Given information:

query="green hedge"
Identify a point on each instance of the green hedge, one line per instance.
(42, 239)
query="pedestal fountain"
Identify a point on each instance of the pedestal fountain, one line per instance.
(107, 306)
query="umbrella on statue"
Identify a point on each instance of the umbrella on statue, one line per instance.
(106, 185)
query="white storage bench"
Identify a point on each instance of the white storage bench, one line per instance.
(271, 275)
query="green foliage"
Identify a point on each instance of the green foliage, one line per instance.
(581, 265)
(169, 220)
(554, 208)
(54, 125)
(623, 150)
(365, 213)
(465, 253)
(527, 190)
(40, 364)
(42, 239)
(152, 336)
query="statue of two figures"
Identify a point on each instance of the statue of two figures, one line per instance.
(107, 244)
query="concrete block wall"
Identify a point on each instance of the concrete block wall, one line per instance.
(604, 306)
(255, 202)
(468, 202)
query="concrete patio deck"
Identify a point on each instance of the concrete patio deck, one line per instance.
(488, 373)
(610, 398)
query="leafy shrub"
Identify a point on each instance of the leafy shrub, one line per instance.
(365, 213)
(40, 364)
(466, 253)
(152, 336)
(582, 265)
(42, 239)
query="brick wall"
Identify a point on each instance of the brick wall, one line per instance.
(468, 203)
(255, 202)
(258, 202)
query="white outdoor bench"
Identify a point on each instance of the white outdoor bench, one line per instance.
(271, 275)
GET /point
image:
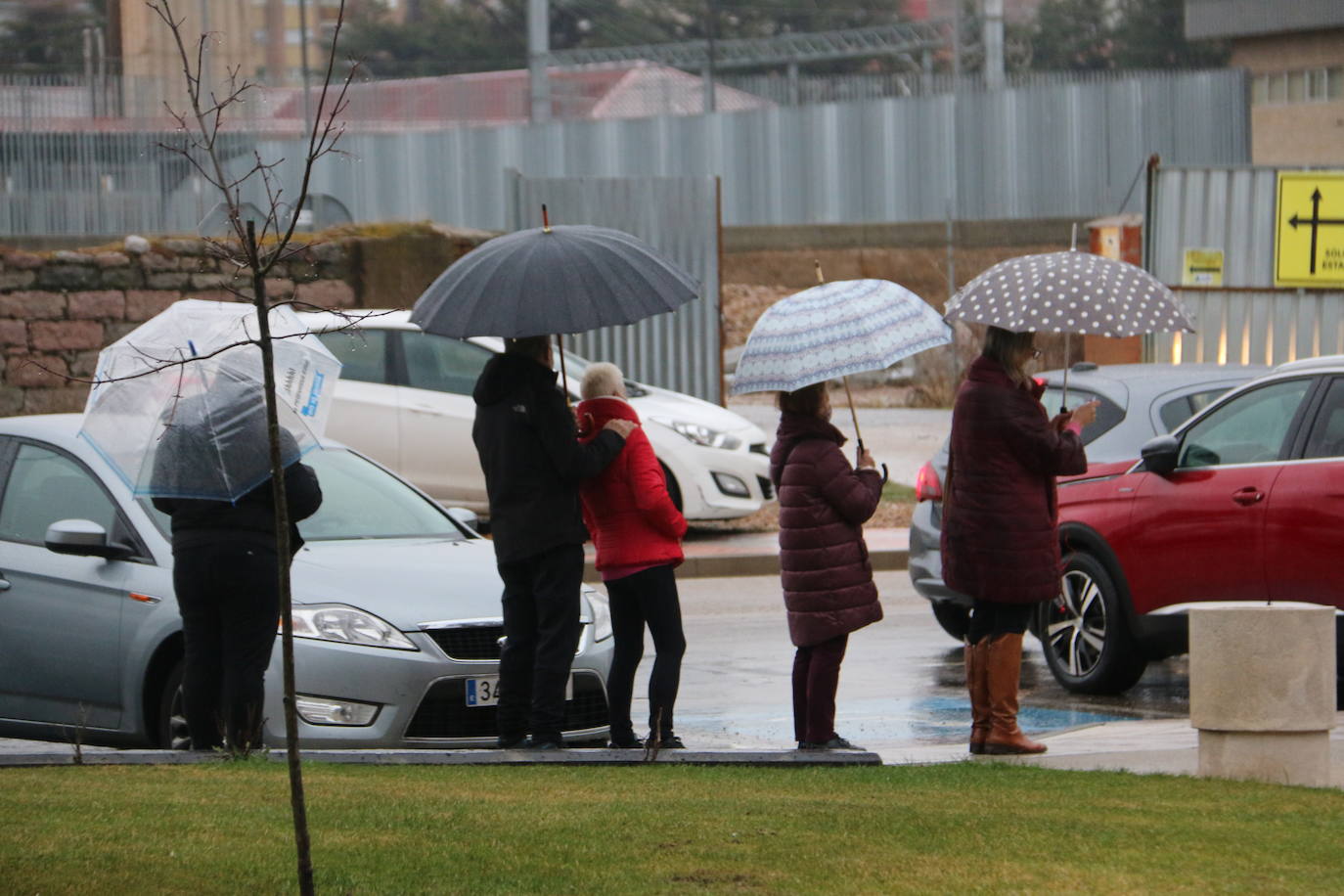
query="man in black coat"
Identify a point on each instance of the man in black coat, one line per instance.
(528, 445)
(226, 568)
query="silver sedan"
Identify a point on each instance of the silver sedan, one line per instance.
(397, 610)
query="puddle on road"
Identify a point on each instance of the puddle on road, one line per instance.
(922, 720)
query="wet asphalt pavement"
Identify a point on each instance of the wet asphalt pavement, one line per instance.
(901, 683)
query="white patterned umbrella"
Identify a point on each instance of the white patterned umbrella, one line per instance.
(834, 330)
(1069, 293)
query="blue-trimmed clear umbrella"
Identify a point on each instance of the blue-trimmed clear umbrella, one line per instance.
(178, 406)
(834, 330)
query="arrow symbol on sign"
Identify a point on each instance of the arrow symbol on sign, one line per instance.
(1315, 220)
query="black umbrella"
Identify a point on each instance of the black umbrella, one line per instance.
(553, 280)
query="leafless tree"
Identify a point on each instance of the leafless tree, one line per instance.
(254, 247)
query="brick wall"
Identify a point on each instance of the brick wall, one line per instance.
(58, 309)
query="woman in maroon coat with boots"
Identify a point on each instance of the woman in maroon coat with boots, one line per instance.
(637, 532)
(824, 567)
(1000, 544)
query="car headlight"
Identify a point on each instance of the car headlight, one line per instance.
(347, 625)
(601, 611)
(701, 434)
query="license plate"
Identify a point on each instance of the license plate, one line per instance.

What to work on: Reply with the number of lines in the preceding entries that contain "plate", and no other words.

Task solution: 2